ASSIGNMENT 1 –
Answer these questions from the passage on Yakima's pit bull ban:
(a) In what decade did Yakima ban pit bulls within city limits?
(b) Who advised the city council that the total ban violated the Americans with Disabilities Act?
(c) How many people did the registered pit bull service dog bite?
ASSIGNMENT 2 –
Reproduce word for word the stretch of the passage on Yakima's pit bull ban that begins at the words "It seems nothing" and stops after "owners and breeders.".

It seems nothing launches the nature-vs.-nurture debate like whether pit bulls are suitable to work as service dogs. Back in the 1980s, the city of Yakima joined many local jurisdictions in banning the breed entirely within city limits, amid yelps from human pit bull defenders that the action singled out the dogs and ignored irresponsible owners and breeders.
The issue has simmered for a quarter-century; then in April, the Yakima City Council approved an exemption that allows pit bulls as service animals. The change came on the advice of city attorneys, who said the all-out ban violated the federal Americans with Disabilities Act. The exemption requires animals to be registered with the city, be restrained on leashes and muzzled in public, and the dogs must be kept in pens or locked enclosures when at home.
Pit bull supporters cheered, but opponents feared the exemption created an opening for dog owners who view intimidation by canines as a “service.” And indeed, an incident wasn’t long in coming.
Two weeks after the council action, the official accounts say, a registered pit bull service dog ran out the front door of a home, attacked a dog a block away and bit three people who tried to break up the fight. The city registration form had indicated the dog offered calm and emotional support to its disabled owner, channeled away negative emotions and provided a sense of security — the exact opposite of what the animal offered to its canine and human neighbors.
City officials say the owner misled them when he filled out paperwork that stated the dog was a service animal. The dog, which had no training, was being used as a therapy dog and not a service dog, which requires extensive training. The dog also wasn’t restrained as called for in the city ordinance. On top of that, the owner claims an animal control officer told him to register the dog as a service animal to get around the pit bull ban, an assertion the city vigorously denies.
All those problems may fall on the owner, but there are plenty of issues with the federal law, too. The ADA requires that service dogs be admitted to schools, restaurants, stores, public transportation, hotels and apartments. Landlords and businesses cannot ask to see certification for the dogs, and the city can ask only if the dog has been trained as a service animal and what kind of service it performs. The city cannot demand documentation showing the dog’s training or proof that the person registering a service animal is indeed disabled.
All that needs to change.

[Dataset entries]
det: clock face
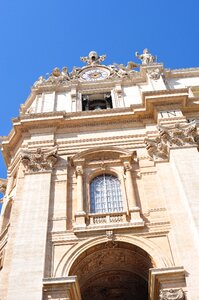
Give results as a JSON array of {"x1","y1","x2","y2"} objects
[{"x1": 80, "y1": 68, "x2": 110, "y2": 81}]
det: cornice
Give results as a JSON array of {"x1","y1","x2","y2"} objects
[
  {"x1": 165, "y1": 68, "x2": 199, "y2": 78},
  {"x1": 2, "y1": 88, "x2": 199, "y2": 164}
]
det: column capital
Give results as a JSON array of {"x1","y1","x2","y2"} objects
[{"x1": 76, "y1": 166, "x2": 83, "y2": 176}]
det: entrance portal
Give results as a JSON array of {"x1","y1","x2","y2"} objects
[{"x1": 70, "y1": 241, "x2": 155, "y2": 300}]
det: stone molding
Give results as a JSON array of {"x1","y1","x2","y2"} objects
[
  {"x1": 145, "y1": 122, "x2": 199, "y2": 161},
  {"x1": 21, "y1": 147, "x2": 58, "y2": 173},
  {"x1": 149, "y1": 266, "x2": 186, "y2": 300}
]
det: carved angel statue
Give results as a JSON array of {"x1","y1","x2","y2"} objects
[
  {"x1": 80, "y1": 51, "x2": 106, "y2": 65},
  {"x1": 114, "y1": 61, "x2": 138, "y2": 77},
  {"x1": 135, "y1": 48, "x2": 157, "y2": 65},
  {"x1": 159, "y1": 122, "x2": 198, "y2": 146},
  {"x1": 33, "y1": 76, "x2": 45, "y2": 87},
  {"x1": 61, "y1": 67, "x2": 70, "y2": 80}
]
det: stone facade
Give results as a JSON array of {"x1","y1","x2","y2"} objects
[{"x1": 0, "y1": 49, "x2": 199, "y2": 300}]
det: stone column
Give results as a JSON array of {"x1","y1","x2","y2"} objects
[
  {"x1": 75, "y1": 160, "x2": 86, "y2": 227},
  {"x1": 124, "y1": 162, "x2": 137, "y2": 210},
  {"x1": 121, "y1": 155, "x2": 144, "y2": 226},
  {"x1": 76, "y1": 166, "x2": 84, "y2": 213},
  {"x1": 0, "y1": 150, "x2": 57, "y2": 300}
]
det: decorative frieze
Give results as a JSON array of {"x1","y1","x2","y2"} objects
[
  {"x1": 159, "y1": 289, "x2": 185, "y2": 300},
  {"x1": 145, "y1": 122, "x2": 199, "y2": 161},
  {"x1": 21, "y1": 147, "x2": 58, "y2": 172}
]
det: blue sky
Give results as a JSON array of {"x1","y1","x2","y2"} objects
[{"x1": 0, "y1": 0, "x2": 199, "y2": 185}]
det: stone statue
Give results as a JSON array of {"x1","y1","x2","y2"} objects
[
  {"x1": 33, "y1": 76, "x2": 45, "y2": 87},
  {"x1": 61, "y1": 67, "x2": 70, "y2": 80},
  {"x1": 135, "y1": 48, "x2": 156, "y2": 65},
  {"x1": 47, "y1": 67, "x2": 61, "y2": 83},
  {"x1": 114, "y1": 61, "x2": 138, "y2": 77}
]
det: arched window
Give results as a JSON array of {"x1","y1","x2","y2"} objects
[{"x1": 90, "y1": 174, "x2": 123, "y2": 213}]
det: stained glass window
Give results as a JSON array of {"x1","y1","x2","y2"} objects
[{"x1": 90, "y1": 174, "x2": 123, "y2": 213}]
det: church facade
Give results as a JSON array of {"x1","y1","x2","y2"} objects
[{"x1": 0, "y1": 49, "x2": 199, "y2": 300}]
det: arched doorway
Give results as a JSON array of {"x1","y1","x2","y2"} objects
[{"x1": 70, "y1": 241, "x2": 155, "y2": 300}]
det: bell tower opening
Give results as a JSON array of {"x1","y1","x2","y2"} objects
[
  {"x1": 82, "y1": 93, "x2": 113, "y2": 111},
  {"x1": 70, "y1": 241, "x2": 154, "y2": 300}
]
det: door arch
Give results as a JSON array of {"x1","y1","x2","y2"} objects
[{"x1": 69, "y1": 241, "x2": 156, "y2": 300}]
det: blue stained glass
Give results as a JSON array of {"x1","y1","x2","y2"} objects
[{"x1": 90, "y1": 174, "x2": 123, "y2": 213}]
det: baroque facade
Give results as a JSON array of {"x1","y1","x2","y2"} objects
[{"x1": 0, "y1": 49, "x2": 199, "y2": 300}]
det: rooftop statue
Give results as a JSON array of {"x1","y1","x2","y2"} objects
[
  {"x1": 80, "y1": 51, "x2": 106, "y2": 66},
  {"x1": 135, "y1": 48, "x2": 157, "y2": 65}
]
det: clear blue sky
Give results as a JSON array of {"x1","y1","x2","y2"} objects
[{"x1": 0, "y1": 0, "x2": 199, "y2": 183}]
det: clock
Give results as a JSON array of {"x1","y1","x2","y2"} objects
[{"x1": 80, "y1": 67, "x2": 110, "y2": 81}]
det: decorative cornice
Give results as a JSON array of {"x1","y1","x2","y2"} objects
[
  {"x1": 21, "y1": 147, "x2": 58, "y2": 173},
  {"x1": 145, "y1": 122, "x2": 199, "y2": 161}
]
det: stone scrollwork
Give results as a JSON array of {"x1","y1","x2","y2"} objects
[
  {"x1": 159, "y1": 122, "x2": 198, "y2": 147},
  {"x1": 145, "y1": 122, "x2": 199, "y2": 161},
  {"x1": 33, "y1": 51, "x2": 141, "y2": 88},
  {"x1": 21, "y1": 147, "x2": 58, "y2": 172},
  {"x1": 159, "y1": 289, "x2": 185, "y2": 300}
]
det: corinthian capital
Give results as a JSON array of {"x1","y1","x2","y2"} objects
[
  {"x1": 160, "y1": 289, "x2": 184, "y2": 300},
  {"x1": 76, "y1": 166, "x2": 83, "y2": 176}
]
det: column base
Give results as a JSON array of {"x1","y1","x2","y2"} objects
[
  {"x1": 129, "y1": 206, "x2": 144, "y2": 226},
  {"x1": 74, "y1": 211, "x2": 86, "y2": 228},
  {"x1": 43, "y1": 276, "x2": 81, "y2": 300}
]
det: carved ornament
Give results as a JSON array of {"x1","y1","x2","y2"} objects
[
  {"x1": 33, "y1": 51, "x2": 139, "y2": 88},
  {"x1": 21, "y1": 148, "x2": 58, "y2": 172},
  {"x1": 76, "y1": 166, "x2": 83, "y2": 176},
  {"x1": 159, "y1": 122, "x2": 198, "y2": 147},
  {"x1": 160, "y1": 289, "x2": 184, "y2": 300},
  {"x1": 147, "y1": 68, "x2": 161, "y2": 80},
  {"x1": 145, "y1": 123, "x2": 199, "y2": 161},
  {"x1": 145, "y1": 137, "x2": 169, "y2": 161},
  {"x1": 80, "y1": 51, "x2": 106, "y2": 66}
]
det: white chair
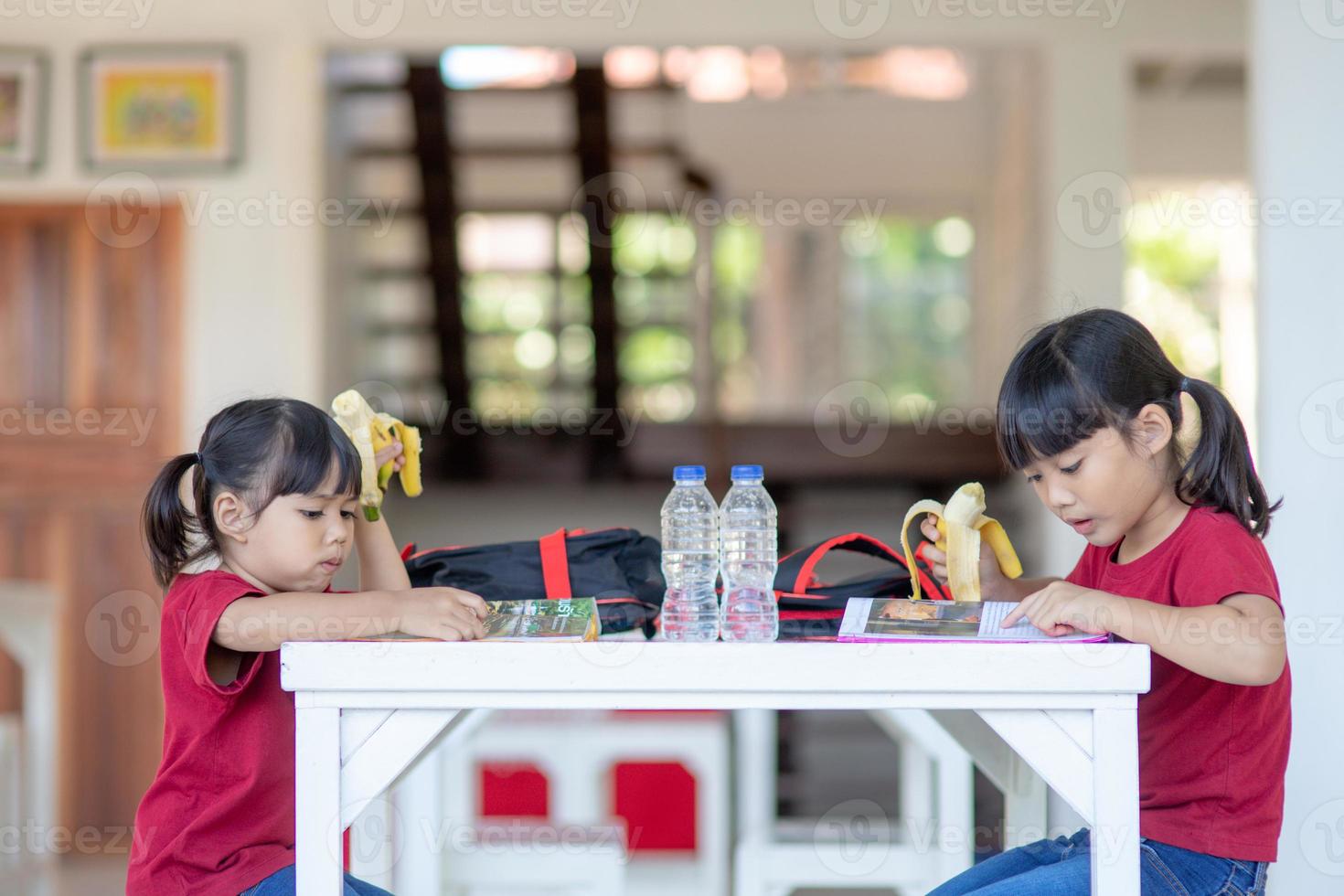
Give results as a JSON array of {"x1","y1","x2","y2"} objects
[
  {"x1": 734, "y1": 709, "x2": 975, "y2": 896},
  {"x1": 443, "y1": 827, "x2": 627, "y2": 896},
  {"x1": 0, "y1": 579, "x2": 60, "y2": 865},
  {"x1": 443, "y1": 710, "x2": 730, "y2": 896}
]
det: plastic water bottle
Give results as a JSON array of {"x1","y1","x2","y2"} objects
[
  {"x1": 663, "y1": 466, "x2": 719, "y2": 641},
  {"x1": 719, "y1": 464, "x2": 780, "y2": 641}
]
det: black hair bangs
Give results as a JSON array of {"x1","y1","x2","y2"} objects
[
  {"x1": 995, "y1": 338, "x2": 1122, "y2": 470},
  {"x1": 255, "y1": 403, "x2": 363, "y2": 504}
]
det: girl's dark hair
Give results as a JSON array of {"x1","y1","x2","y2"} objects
[
  {"x1": 996, "y1": 309, "x2": 1284, "y2": 538},
  {"x1": 141, "y1": 398, "x2": 360, "y2": 589}
]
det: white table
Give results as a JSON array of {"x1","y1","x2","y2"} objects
[{"x1": 281, "y1": 641, "x2": 1149, "y2": 896}]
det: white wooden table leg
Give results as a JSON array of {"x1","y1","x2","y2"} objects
[
  {"x1": 732, "y1": 709, "x2": 778, "y2": 896},
  {"x1": 391, "y1": 741, "x2": 443, "y2": 893},
  {"x1": 294, "y1": 692, "x2": 343, "y2": 896},
  {"x1": 1092, "y1": 708, "x2": 1138, "y2": 896},
  {"x1": 934, "y1": 752, "x2": 976, "y2": 880}
]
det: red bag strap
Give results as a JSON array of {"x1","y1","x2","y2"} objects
[
  {"x1": 539, "y1": 529, "x2": 574, "y2": 601},
  {"x1": 793, "y1": 532, "x2": 904, "y2": 593},
  {"x1": 781, "y1": 532, "x2": 947, "y2": 598}
]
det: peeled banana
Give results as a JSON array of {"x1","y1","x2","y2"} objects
[
  {"x1": 332, "y1": 389, "x2": 425, "y2": 523},
  {"x1": 901, "y1": 482, "x2": 1021, "y2": 603}
]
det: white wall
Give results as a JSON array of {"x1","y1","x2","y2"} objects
[{"x1": 0, "y1": 0, "x2": 1243, "y2": 444}]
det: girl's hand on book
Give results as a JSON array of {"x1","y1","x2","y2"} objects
[
  {"x1": 395, "y1": 587, "x2": 489, "y2": 641},
  {"x1": 1003, "y1": 581, "x2": 1129, "y2": 636},
  {"x1": 919, "y1": 513, "x2": 1008, "y2": 601}
]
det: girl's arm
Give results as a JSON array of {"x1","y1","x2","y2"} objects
[
  {"x1": 355, "y1": 442, "x2": 411, "y2": 591},
  {"x1": 1110, "y1": 593, "x2": 1287, "y2": 685},
  {"x1": 211, "y1": 587, "x2": 486, "y2": 653},
  {"x1": 355, "y1": 510, "x2": 411, "y2": 591},
  {"x1": 1003, "y1": 581, "x2": 1287, "y2": 687}
]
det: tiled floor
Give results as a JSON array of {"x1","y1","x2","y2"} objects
[{"x1": 9, "y1": 856, "x2": 126, "y2": 896}]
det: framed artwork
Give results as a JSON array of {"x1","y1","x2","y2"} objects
[
  {"x1": 0, "y1": 47, "x2": 47, "y2": 175},
  {"x1": 80, "y1": 46, "x2": 243, "y2": 172}
]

EXERCISE RESULT 1 –
(a) The 1980s.
(b) City attorneys.
(c) Three.

EXERCISE RESULT 2 –
It seems nothing launches the nature-vs.-nurture debate like whether pit bulls are suitable to work as service dogs. Back in the 1980s, the city of Yakima joined many local jurisdictions in banning the breed entirely within city limits, amid yelps from human pit bull defenders that the action singled out the dogs and ignored irresponsible owners and breeders.